> PROVIDED TEXT
::::

Single life in your twenties? Let’s be honest, it’s bloody horrific. Horrific, but also SUPER fun. Weird times, folks. I’m 23 now, standing somewhere between the bottle of pink gin that regularly has me starting on my ex, and all the people I went to school with who are settling down.
This limbo phase contains lots of pizza, “I’ll start on Monday” lies, the need for a more frequent bikini wax, and the faint echo of my mother’s voice whispering “Maybe you should join Match.com.” No, really. Apparently Tinder just doesn’t cut it anymore and she’s ready for me to start popping out Grandchildren, even though their father would be leaving me on read during labour because the only thing he is capable of sending is mixed singles and the occasional unwanted dick pic.
A fair few years of confusion and complaints left yet mum, soz.
So, the realities of single life in your early twenties, what are they?
Your best boob years being wasted on dodgy flings
Granted, best boob years minus the sprouting of the random nipple hairs…
Healing from past trauma
If you don’t occasionally stare out your window dramatically when you’re desperately hungover, did you really ever have your life ruined by a countryside version of Mr. Big?
Deactivating Tinder, reactivating Tinder
Is this guy a serial killer or my soulmate?
Using lemon water to cleanse all sins
Honestly, will that hookup with my ex even count if I can lose two pounds in three minutes?
Whispering “The girls are gonna kill me!” when you’re searching his bedroom floor for your bra and brain cells
See you next weekend hun x
Getting ghosted more often than the cast of Grey’s Anatomy
*Insert cricket sounds here*
Becoming a f*ckboy because of the f*ckboys
Who does this guy think he is turning up here with genuine feelings and zero emotional baggage??? No thank you, hun.
Thinking you’re a powerful, sexual goddess
His ceiling could really do with a lick of paint…
Shall we go back to your parent’s house or mine?
You wanna stay for the Sunday roast?
Communicating through Insta likes
Let’s move this energy to a dead end Netflix and chill date, shall we?
Drowning in self-pity after self-sabotage
Here I am again – alone, unloved… and did I mention ALONE?

::::

> WHAT NEEDS TO BE DONE
Continue the piece on single life in your early twenties from where it stops. The listing after this point is drawn from a separate source.

Source records

::::

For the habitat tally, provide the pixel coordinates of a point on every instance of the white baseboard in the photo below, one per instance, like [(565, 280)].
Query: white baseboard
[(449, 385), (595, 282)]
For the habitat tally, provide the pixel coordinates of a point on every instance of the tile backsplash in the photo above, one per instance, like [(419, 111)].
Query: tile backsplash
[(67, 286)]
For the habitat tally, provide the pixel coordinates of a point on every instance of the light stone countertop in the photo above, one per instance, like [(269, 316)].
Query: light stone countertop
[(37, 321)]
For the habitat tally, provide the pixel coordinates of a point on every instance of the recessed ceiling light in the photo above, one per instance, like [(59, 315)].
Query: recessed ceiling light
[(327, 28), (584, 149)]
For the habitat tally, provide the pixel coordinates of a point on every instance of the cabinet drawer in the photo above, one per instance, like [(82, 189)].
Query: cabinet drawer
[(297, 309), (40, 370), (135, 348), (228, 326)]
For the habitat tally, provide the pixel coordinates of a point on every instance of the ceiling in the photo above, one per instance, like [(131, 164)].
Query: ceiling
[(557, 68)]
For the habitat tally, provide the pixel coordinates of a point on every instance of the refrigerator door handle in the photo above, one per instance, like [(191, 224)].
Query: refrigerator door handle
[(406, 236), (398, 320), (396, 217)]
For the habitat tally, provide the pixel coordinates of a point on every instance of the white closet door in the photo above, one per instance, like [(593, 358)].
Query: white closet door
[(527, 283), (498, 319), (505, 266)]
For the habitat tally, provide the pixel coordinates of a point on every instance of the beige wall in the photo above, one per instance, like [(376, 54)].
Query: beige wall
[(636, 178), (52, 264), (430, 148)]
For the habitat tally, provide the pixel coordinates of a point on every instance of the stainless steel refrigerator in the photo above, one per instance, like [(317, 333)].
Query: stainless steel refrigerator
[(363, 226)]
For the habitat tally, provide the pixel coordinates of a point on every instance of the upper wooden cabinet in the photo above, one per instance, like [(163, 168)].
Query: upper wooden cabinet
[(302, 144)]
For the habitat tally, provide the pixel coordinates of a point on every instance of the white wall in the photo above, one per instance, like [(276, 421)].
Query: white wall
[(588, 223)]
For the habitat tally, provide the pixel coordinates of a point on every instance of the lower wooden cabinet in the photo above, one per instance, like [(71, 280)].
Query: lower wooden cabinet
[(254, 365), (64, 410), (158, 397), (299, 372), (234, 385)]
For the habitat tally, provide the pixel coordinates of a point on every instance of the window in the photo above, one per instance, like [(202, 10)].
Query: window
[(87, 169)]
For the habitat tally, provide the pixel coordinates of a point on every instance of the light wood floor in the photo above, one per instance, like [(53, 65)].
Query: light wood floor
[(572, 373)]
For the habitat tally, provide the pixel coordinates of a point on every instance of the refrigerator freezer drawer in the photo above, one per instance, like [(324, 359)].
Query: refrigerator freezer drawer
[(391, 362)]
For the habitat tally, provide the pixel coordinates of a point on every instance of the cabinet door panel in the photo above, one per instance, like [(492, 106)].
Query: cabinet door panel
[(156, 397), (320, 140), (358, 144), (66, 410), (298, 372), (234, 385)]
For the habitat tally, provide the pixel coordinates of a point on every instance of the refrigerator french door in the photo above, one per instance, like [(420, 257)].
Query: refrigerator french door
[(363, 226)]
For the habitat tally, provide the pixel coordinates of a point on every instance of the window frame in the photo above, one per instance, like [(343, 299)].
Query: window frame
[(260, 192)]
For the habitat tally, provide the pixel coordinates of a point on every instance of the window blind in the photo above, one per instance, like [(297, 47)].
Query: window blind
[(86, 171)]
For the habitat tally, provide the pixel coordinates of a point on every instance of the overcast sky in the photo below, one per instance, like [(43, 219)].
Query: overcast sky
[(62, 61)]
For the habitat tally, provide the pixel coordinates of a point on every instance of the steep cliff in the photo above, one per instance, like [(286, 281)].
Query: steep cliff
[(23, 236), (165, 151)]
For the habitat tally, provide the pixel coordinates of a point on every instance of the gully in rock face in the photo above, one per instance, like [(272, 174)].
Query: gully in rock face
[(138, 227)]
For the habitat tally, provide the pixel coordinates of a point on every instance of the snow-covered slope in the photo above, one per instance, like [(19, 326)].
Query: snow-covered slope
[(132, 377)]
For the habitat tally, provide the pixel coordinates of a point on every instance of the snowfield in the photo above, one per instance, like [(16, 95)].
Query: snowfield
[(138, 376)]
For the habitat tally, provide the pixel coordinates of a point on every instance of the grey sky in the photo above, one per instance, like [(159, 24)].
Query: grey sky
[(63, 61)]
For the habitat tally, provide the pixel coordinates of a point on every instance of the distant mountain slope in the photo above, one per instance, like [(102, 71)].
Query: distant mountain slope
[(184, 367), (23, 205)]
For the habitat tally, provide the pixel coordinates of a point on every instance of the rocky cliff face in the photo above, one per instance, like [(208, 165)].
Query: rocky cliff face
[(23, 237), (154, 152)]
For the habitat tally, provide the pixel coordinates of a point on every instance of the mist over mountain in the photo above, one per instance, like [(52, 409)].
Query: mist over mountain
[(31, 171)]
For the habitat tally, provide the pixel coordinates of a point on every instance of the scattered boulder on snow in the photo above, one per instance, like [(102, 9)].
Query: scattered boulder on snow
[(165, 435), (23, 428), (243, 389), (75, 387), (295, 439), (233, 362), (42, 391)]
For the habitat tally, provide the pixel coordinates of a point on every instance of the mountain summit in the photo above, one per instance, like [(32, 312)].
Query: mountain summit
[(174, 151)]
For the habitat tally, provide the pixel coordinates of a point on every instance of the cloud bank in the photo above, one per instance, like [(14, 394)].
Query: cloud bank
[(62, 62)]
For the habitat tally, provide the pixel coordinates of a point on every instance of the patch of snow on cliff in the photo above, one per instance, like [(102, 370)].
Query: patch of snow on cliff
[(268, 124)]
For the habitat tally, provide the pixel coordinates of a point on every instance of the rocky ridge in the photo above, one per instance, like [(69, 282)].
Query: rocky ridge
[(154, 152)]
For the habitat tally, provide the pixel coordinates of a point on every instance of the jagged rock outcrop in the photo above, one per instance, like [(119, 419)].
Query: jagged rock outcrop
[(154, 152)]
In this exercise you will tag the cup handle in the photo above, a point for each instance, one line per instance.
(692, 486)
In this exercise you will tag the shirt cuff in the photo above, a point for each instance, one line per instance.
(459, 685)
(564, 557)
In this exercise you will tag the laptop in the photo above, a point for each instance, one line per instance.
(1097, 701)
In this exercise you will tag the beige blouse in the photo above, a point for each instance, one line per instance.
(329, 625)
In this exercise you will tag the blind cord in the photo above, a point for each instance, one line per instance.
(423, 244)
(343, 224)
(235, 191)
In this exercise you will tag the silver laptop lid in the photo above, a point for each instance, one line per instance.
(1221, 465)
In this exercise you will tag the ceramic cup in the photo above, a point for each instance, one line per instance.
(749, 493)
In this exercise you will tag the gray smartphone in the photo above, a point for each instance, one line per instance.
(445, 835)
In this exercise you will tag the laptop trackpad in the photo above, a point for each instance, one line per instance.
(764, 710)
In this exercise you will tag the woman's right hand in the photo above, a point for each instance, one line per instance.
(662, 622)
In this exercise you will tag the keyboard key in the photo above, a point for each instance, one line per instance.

::::

> WRITTEN RESPONSE
All the effort
If I want to get to know this guy do I really have to talk to him? Is it worth the eight months of possible emotional trauma? Is asking him to sign a contract a little OTT?
The timeline panic
But how do you know you want to spend the rest of your life with him? Don’t you consider yourself to still be a baby? WHERE IS MY BANK CARD?
Beating your cringe level every weekend
Ah, asking him why he’s stopped texting me back but is still liking my pictures – a personal best.
The much-needed input from the gals
Look, all I’m saying is I’m not allowed to snap a certain guy in a certain location because apparently it’s cursed judging by previous outcomes from these snaps in this location…
Thinking you’re an inspiration to all
I can’t make a lad stay for an entire Friend’s episode but here’s why I believe that you should definitely dump your fella…
I LOVE being single
90% of the time.
I AM DESTINED TO BE ALONE FOREVER
That 10% when I’m craving Chinese and a cuddle….
Helping yourself through pain in a mature, sophisticated manner
Would you like me to explain how you’ve upset me or should I just cut all my hair off and dye it purple?
Maybe I should join Match.com?
“Fenella, 23, random nip hairs, will threaten you with poetry…”
Remaining a hopeless romantic
I struggle to find a man who communicates his feelings or replies to two-lined texts but I can’t wait to meet the one who is willing to dangle off a Ferris wheel for me so that I’ll go to the cinema with him. I’ll have the medium combo hun x
Congrats on reaching the end of the post. Although if you were looking for some inspirational words or meaningful guidance about the reality of single life in your early twenties, you’re totally in the wrong place. I’m just winging it too!